**GIVEN INSTRUCTION**
Extend the Minoru Miki biography beyond its last sentence.

**PASSAGE TO READ**

■ ■ ■ ■ ■ ■ ■

- Born: 16 March 1930 Japan Tokushima
- Died: 8 December 2011 (aged 81)
- Occupation: Composer
- Website: www.m-miki.com/index_e.html

= Minoru Miki =

Japanese composer and artistic director (1930–2011)

Minoru Miki (三木 稔, 16 March 1930 – 8 December 2011) was a Japanese composer and Artistic director. He was known for promoting Japanese, Chinese and Korean traditional instruments as well as some of their performers.

In his catalogue these traditional instruments figure solo or in various types of ensembles, with and without Western instruments. His catalogue demonstrates a large stylistic and formal diversity including operas and other kinds of stage music; orchestral, concerto, chamber and solo music, as well as music for films. His work has found international recognition placing Miki in the company of other celebrated Japanese composers such as Tōru Takemitsu.

Minoru was a pioneer in the composition of contemporary classical music for large ensembles of traditional Japanese musical instruments. In 1964, he founded the Nihon Ongaku Shūdan (Pro Musica Nipponia ensemble), also known as Ensemble Nipponia, for which he has composed extensively.

■ ■ ■ ■ ■ ■ ■

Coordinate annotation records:
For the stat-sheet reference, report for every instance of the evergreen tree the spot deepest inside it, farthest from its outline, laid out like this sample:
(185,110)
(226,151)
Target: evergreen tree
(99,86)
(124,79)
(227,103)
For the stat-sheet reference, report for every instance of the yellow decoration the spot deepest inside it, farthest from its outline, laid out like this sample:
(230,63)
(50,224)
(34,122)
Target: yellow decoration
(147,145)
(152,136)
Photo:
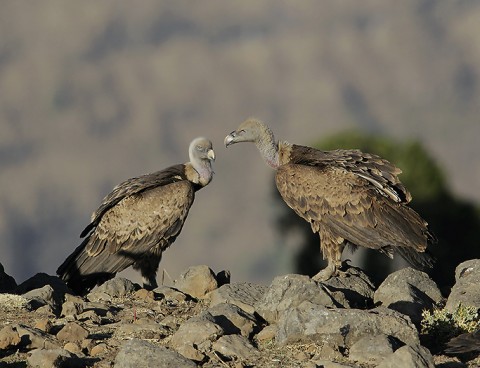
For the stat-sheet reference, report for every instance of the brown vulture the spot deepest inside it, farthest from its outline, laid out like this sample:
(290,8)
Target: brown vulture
(137,221)
(348,197)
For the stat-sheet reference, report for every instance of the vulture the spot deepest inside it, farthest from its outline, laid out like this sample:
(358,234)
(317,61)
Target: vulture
(137,221)
(348,197)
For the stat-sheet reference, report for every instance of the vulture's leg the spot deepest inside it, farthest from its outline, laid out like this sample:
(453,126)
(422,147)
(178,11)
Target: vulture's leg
(148,267)
(332,248)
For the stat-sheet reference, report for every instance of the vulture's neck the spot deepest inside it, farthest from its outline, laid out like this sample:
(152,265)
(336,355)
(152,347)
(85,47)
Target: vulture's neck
(199,172)
(268,147)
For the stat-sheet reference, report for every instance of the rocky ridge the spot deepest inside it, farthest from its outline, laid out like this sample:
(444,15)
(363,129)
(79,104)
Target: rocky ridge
(204,320)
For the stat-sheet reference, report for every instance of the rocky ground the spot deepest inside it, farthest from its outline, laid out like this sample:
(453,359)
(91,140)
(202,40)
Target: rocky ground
(206,321)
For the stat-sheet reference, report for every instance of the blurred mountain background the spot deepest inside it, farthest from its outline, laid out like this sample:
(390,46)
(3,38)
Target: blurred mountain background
(93,93)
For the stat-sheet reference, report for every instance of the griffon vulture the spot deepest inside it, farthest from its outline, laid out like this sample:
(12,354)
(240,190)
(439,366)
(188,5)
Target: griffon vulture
(137,221)
(348,197)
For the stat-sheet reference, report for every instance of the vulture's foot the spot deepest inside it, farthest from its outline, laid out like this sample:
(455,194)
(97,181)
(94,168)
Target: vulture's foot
(326,273)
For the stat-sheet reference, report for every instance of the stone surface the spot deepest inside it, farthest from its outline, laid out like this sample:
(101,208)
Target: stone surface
(467,286)
(72,332)
(7,282)
(197,281)
(43,358)
(287,292)
(114,288)
(9,337)
(242,294)
(142,354)
(409,357)
(234,320)
(198,331)
(372,349)
(42,296)
(309,322)
(408,291)
(235,346)
(33,338)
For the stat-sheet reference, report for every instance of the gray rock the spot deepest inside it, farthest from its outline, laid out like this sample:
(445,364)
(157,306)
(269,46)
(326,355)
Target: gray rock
(196,335)
(142,354)
(33,338)
(42,279)
(9,337)
(7,282)
(197,281)
(235,346)
(289,291)
(43,358)
(356,288)
(40,297)
(409,357)
(408,291)
(171,293)
(373,349)
(114,288)
(244,295)
(72,332)
(234,320)
(310,322)
(466,290)
(141,328)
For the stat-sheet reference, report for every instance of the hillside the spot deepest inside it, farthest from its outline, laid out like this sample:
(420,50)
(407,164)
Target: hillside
(92,93)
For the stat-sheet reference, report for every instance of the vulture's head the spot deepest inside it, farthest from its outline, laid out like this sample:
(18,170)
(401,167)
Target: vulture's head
(201,155)
(201,149)
(251,130)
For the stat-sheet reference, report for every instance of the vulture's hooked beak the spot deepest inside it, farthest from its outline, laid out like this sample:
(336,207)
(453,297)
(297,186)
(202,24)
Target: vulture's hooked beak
(230,139)
(211,155)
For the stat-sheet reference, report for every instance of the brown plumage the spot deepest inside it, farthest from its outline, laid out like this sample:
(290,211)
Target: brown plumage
(347,196)
(137,221)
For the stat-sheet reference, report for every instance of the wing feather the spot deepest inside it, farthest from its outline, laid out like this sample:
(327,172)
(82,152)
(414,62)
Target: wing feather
(350,207)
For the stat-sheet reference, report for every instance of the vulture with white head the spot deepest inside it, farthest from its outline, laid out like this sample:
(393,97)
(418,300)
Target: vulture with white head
(137,221)
(348,197)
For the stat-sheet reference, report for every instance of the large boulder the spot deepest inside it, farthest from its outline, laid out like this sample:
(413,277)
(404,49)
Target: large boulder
(408,291)
(466,290)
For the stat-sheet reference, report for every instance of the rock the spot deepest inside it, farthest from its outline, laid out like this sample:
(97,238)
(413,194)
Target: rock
(73,348)
(267,333)
(33,338)
(72,332)
(143,327)
(466,290)
(142,354)
(234,320)
(144,294)
(343,327)
(7,282)
(408,291)
(9,337)
(235,346)
(40,297)
(114,288)
(99,349)
(373,349)
(409,357)
(42,279)
(198,331)
(71,309)
(44,325)
(43,358)
(243,294)
(171,294)
(287,292)
(197,281)
(357,290)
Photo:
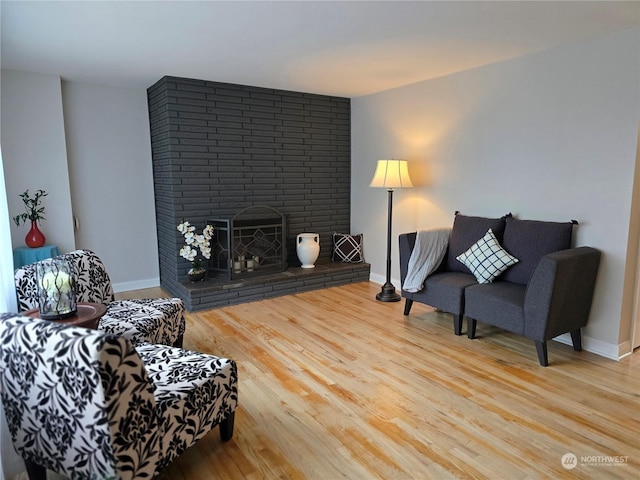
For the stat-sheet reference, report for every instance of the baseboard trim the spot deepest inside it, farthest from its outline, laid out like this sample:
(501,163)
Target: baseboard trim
(136,285)
(593,345)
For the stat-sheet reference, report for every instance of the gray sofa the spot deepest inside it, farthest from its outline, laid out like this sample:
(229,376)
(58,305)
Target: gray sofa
(547,293)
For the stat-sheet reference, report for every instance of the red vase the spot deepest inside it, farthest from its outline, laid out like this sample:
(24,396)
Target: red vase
(35,238)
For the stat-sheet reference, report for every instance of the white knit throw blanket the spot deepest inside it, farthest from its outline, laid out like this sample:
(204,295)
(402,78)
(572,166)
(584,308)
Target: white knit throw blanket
(428,252)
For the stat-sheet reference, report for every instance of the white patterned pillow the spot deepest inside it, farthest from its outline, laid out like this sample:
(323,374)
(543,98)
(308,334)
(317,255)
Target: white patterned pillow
(347,248)
(486,258)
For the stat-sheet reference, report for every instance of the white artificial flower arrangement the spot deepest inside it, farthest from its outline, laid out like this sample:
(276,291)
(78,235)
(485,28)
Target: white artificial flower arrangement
(193,242)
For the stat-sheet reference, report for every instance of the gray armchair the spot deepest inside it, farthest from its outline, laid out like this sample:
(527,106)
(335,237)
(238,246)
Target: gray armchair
(556,300)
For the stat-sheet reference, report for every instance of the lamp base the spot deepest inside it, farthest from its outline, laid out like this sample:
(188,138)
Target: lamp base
(388,294)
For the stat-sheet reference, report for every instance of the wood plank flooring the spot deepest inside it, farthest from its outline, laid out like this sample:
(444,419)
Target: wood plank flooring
(335,385)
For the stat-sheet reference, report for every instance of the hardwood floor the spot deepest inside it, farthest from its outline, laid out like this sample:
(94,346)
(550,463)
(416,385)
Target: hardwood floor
(334,384)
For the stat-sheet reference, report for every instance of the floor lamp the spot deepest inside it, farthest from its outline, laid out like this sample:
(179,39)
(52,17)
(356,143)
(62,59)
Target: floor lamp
(390,174)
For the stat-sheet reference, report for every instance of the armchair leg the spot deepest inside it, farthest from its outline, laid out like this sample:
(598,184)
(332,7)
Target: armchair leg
(34,471)
(471,327)
(407,306)
(541,347)
(457,324)
(576,338)
(226,427)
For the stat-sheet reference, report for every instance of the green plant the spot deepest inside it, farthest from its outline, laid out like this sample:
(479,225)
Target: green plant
(34,211)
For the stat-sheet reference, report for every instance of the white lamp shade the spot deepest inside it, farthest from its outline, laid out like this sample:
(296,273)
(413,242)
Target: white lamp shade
(391,174)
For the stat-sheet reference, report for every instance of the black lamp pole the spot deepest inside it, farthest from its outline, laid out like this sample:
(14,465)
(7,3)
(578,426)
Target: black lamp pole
(388,292)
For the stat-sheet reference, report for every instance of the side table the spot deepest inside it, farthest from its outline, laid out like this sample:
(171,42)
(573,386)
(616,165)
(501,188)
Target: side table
(87,316)
(26,255)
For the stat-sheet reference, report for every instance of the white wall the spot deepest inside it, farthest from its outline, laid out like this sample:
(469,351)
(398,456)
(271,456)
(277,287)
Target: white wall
(110,168)
(35,154)
(549,136)
(89,147)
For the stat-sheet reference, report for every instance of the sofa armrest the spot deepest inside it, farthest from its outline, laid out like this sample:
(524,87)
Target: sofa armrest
(406,243)
(559,293)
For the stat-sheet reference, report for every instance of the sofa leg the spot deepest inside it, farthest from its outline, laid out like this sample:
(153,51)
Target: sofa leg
(576,338)
(541,347)
(407,306)
(226,427)
(35,472)
(471,328)
(457,324)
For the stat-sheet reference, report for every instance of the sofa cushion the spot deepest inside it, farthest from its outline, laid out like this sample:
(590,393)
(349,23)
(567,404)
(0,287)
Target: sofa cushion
(500,304)
(465,232)
(487,259)
(529,241)
(347,248)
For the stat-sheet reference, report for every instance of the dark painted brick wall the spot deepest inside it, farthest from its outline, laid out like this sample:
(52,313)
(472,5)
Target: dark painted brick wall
(218,148)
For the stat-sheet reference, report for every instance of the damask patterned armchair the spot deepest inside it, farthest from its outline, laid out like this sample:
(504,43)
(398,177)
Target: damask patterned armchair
(155,320)
(89,405)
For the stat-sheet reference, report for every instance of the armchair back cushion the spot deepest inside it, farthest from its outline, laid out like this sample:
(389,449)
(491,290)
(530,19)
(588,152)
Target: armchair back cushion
(465,232)
(92,280)
(529,241)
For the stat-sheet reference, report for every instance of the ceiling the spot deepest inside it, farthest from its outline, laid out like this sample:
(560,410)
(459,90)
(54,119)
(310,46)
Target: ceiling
(328,47)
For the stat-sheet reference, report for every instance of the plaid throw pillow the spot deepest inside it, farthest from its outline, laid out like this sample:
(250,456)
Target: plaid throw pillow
(486,258)
(347,248)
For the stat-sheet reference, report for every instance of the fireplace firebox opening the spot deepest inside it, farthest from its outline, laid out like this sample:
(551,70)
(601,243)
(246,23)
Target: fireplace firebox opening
(250,243)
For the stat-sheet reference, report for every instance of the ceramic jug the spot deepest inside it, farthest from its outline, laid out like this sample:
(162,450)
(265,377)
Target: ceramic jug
(308,249)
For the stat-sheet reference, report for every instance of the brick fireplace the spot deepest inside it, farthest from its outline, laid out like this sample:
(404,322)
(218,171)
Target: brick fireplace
(220,148)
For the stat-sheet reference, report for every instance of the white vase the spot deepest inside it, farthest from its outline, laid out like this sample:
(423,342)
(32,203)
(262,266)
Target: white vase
(308,249)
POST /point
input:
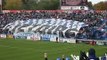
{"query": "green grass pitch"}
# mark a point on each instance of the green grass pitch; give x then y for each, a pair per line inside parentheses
(11, 49)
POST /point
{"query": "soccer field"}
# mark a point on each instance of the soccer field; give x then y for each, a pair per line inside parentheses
(11, 49)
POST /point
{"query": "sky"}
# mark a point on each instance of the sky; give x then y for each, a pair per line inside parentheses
(96, 1)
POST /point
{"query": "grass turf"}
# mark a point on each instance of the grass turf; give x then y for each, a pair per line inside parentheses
(11, 49)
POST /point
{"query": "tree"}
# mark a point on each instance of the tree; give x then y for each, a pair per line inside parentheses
(100, 6)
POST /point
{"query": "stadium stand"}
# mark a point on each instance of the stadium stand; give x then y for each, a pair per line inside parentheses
(95, 22)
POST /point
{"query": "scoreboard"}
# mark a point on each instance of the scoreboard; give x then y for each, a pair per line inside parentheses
(73, 2)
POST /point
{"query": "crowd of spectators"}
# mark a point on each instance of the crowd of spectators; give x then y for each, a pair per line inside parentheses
(97, 21)
(90, 55)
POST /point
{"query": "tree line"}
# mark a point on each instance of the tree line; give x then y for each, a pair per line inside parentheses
(42, 5)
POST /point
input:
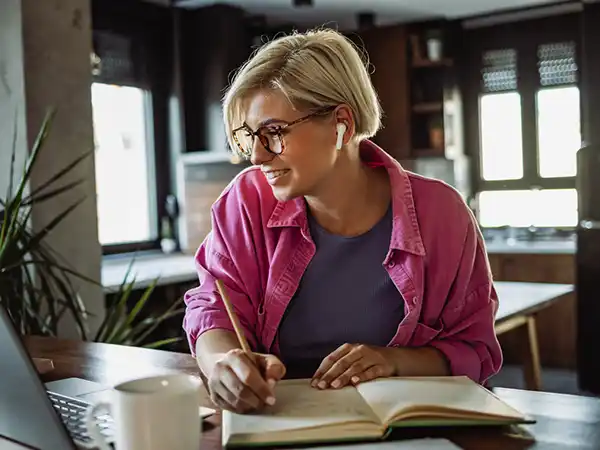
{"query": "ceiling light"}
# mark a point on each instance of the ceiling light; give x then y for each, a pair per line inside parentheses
(303, 3)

■ ■ ■ ■ ■ ■ ■

**RESULT FOR THIS TASK**
==Biography==
Minoru was born in Tokushima on March 16, 1930. His first musical experiences were of the traditional music of this region. He had no formal music education before moving to Okayama for high school. Here he first encountered European classical music. From there, he moved to Tokyo, graduating from the Tokyo University of the Arts in 1964. In that same year, Miki founded Pro musica Nipponia (日本音楽集団), an orchestra of traditional Japanese instruments for which he would compose a large amount of work. He also began collaborating with koto virtuoso Keiko Nosaka, developing the 20-string koto and reviving the instrument's repertoire with many new works in various genres and combinations. This included five concertos for koto and orchestra.

In 1975 Minoru composed his first opera, Shunkinsho, based on Jun'ichirō Tanizaki's novel of the same name. Interest in Japanese traditional music by members of the English Music Theatre Company led to the commission of Ada, An Actor's Revenge after Otokichi Mikami. Written by Minoru, this was an opera in two acts to an English libretto by James Kirkup which opened in London in October 1979.

Ada premiered in London in 1979 and was one of the last works commissioned and performed by the EMTC before its ultimate disbandment in 1980. During this period, Minoru developed a relationship with director Colin Graham that was to last until Graham's death in 2007. The most notable result of this collaboration was the opera Jōruri which was commissioned by Graham for the Opera Theatre of Saint Louis, premiering in 1985.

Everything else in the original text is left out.